▶ **KUTIPAN SUMBER**
Aksi unjuk rasa buruh yang dipicu oleh disahkannya Peraturan Pemerintah No. 75 Tahun 2015 tentang Pengupahan, membuktikan dialog yang macet antara buruh bersama wakil serikat buruh dengan pihak pemerintah yang dirasa memaksakan kehendaknya bersama pengusaha. Jika saja dialog bisa dilakukan -- pemaksaan kehendak -- yang dirasakan oleh kaum buruh dan aktivis buruh tidak perlu terjadi.
Akibat unjuk rasa yang dilakukan kaum buruh dan aktivis buruh memang bisa berdampak lebih besar, tidak hanya sebatas kemacetan di jalan raya dan terganggunya aktivitas warga masyarakat maupun pihak swsata serta pemerintah sendiri, tetapi juga mematikan budaya musyawarah sebagai ruh dari konstitusi kita yang menegaskan bahwa musyawarah mufakat harus dan mutlak digunakan sebagai cara mengambil atau melakukan suatu keputusan.
Aksi dan unjuk rasa kaum buruh bisa dipahami sebagai ekspresi dari ketidak-puasan terhadap pemerintah yang membuat dan mensahkan peraturan yang dirasa sangat merugikan kaum buruh termasuk serikat buruh. Karena dampak dari kesejahteraan buruh yang tidak mampu diperbaiki secara signifikan sangat mempengaruhi cara kerja serikat buruh dalam melakukan pengorganisasian hingga pada giliran semakin sulit melakukan penyadaran untuk memberdayakan kaum buruh agar kualitasnya dalam berbagai aspek pekerjaan bisa semakin baik dan meningkatnya keluaran produktivitas kerja dalam bentuk apapun.

▶ **MATERI**
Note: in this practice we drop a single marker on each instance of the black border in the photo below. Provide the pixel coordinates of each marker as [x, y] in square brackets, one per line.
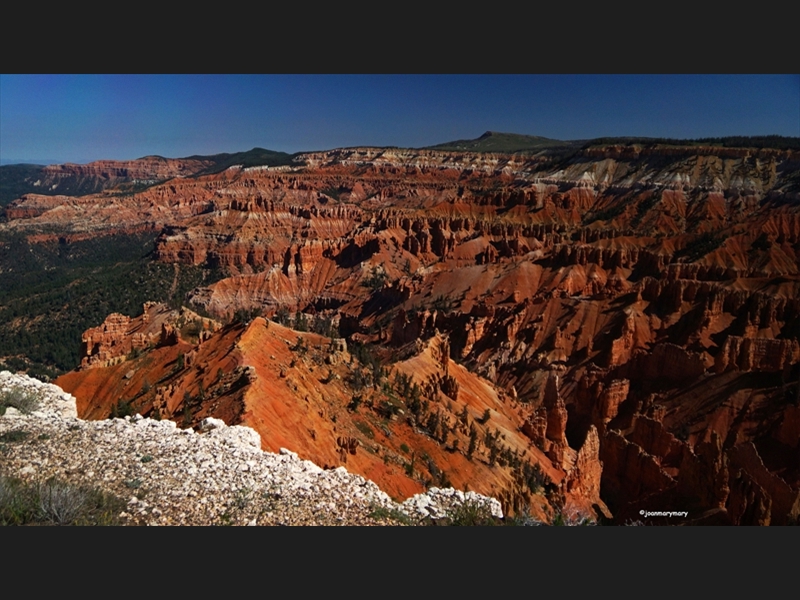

▶ **TUJUAN LATIHAN**
Berdasarkan teks tentang unjuk rasa buruh, jelaskan dalam satu sampai tiga kalimat mengapa aksi dan unjuk rasa kaum buruh bisa dipahami sebagai ekspresi ketidakpuasan terhadap pemerintah.

▶ **KUNCI JAWABAN**
Aksi dan unjuk rasa itu bisa dipahami sebagai ekspresi ketidakpuasan karena pemerintah membuat dan mengesahkan peraturan yang dirasa sangat merugikan kaum buruh, termasuk serikat buruh.